>> BEGIN Text segment

About a week after the above amendment application, Mr Miller commenced this proceeding. In his statement of claim, he essentially made two broad areas of claims for relief. First, he claimed damages for breach of, what he referred to as, the “Leighton Holdings Code of Business Conduct”. He claimed that Code was imported into the terms of his contract of employment with Thiess. Some brief explanation of this claim is required. Leighton Holdings Limited is the predecessor to CIMIC Group. CIMIC Group, and Leighton Holdings before it, are, or were, the parent company of Thiess. Nonetheless, neither of these entities has had any contractual relationship with Mr Miller and none is pleaded in his statement of claim in this proceeding.
Mr Miller’s claim against CIMIC Group appears to be based upon the fact that it produced the Leighton Holdings Code of Business Conduct. The second area of relief set up in the statement of claim is an order under s 1317E of the Corporations Act declaring that Thiess has contravened s 181(1) of that Act and, as I understand it, for damages that Mr Miller suffered as a result of that contravention. Mr Miller has subsequently indicated in correspondence that he wishes to rely upon s 180(1) of the Corporations Act, and not s 181(1). Whichever section it is, the alleged contraventions relate to an alleged failure by Thiess to conduct Mr Miller’s remuneration review properly in accordance with the terms of his contract of employment. That review took place in February 2013.
I have examined Mr Miller’s statement of claim before the Federal Circuit Court and compared it with his statement of claim in this proceeding. It should be noted that the former statement of claim was prepared by Mr Miller’s then-lawyers. The statement of claim filed in the Federal Circuit Court also claims two broad areas of relief. The first is for relief under various provisions of the Fair Work Act 2009 (Cth) related to Mr Miller’s employment with Thiess. The second is for damages for breach of his employment contract with Thiess. It is obvious that both statements of claim are therefore founded on Mr Miller’s former employment with Thiess and, specifically, his contract of employment with that company.

>> END Text segment

### The task:
Copy out the passage on Mr Miller's claims word for word, starting at "I have examined" and ending at "with that company.". Work only from the passage on Mr Miller's claims.

>> BEGIN Dataset records

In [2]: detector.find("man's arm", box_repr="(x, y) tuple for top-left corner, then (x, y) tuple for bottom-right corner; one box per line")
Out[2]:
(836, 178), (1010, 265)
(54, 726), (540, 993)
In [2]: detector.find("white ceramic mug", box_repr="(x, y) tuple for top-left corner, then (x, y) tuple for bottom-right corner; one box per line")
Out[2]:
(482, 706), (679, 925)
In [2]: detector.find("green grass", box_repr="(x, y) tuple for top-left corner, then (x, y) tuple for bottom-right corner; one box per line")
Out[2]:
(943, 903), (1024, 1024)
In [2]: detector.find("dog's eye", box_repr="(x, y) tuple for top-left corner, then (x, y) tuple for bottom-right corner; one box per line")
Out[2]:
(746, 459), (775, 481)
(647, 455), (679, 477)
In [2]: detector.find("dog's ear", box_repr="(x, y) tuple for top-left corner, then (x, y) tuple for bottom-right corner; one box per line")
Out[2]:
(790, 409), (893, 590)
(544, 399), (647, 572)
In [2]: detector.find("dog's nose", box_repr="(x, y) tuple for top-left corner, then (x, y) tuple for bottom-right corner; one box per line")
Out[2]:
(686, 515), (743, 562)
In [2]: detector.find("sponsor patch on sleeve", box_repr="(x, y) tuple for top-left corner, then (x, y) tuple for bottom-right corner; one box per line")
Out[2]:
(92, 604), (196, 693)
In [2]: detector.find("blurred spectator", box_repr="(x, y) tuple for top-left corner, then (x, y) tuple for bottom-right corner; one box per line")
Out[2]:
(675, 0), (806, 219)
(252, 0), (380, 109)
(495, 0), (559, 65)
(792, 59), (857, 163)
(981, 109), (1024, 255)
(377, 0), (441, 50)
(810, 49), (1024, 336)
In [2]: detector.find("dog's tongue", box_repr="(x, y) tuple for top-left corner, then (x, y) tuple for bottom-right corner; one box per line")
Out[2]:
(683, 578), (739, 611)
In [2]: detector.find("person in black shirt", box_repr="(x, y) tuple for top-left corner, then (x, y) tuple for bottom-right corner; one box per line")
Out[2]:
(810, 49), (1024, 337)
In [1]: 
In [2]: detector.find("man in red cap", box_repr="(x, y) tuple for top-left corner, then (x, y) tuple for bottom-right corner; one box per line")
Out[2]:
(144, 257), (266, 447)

>> END Dataset records
>> BEGIN Dataset records

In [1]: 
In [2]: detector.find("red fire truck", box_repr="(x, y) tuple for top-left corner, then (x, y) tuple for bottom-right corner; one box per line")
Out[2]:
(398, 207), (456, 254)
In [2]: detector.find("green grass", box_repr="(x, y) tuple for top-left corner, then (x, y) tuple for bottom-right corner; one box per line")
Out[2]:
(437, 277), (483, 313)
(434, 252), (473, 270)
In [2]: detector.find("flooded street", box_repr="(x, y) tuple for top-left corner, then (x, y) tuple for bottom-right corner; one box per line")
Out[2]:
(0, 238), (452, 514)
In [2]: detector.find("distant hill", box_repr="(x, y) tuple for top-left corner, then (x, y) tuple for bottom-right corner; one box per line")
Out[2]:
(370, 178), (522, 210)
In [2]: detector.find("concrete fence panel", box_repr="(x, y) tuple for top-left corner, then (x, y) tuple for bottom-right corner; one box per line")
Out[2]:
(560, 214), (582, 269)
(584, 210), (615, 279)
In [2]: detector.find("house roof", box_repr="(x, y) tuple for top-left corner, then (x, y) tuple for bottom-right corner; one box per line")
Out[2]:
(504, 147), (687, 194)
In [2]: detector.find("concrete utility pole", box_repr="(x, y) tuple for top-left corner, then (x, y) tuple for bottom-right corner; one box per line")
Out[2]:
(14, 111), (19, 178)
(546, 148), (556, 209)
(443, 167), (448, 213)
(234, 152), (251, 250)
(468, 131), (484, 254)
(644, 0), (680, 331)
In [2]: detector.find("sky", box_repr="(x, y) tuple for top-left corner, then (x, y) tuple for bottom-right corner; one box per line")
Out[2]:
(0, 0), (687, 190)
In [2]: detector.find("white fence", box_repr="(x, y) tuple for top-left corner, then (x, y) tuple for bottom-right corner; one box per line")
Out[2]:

>> END Dataset records

### Solution for this exercise:
I have examined Mr Miller’s statement of claim before the Federal Circuit Court and compared it with his statement of claim in this proceeding. It should be noted that the former statement of claim was prepared by Mr Miller’s then-lawyers. The statement of claim filed in the Federal Circuit Court also claims two broad areas of relief. The first is for relief under various provisions of the Fair Work Act 2009 (Cth) related to Mr Miller’s employment with Thiess. The second is for damages for breach of his employment contract with Thiess. It is obvious that both statements of claim are therefore founded on Mr Miller’s former employment with Thiess and, specifically, his contract of employment with that company.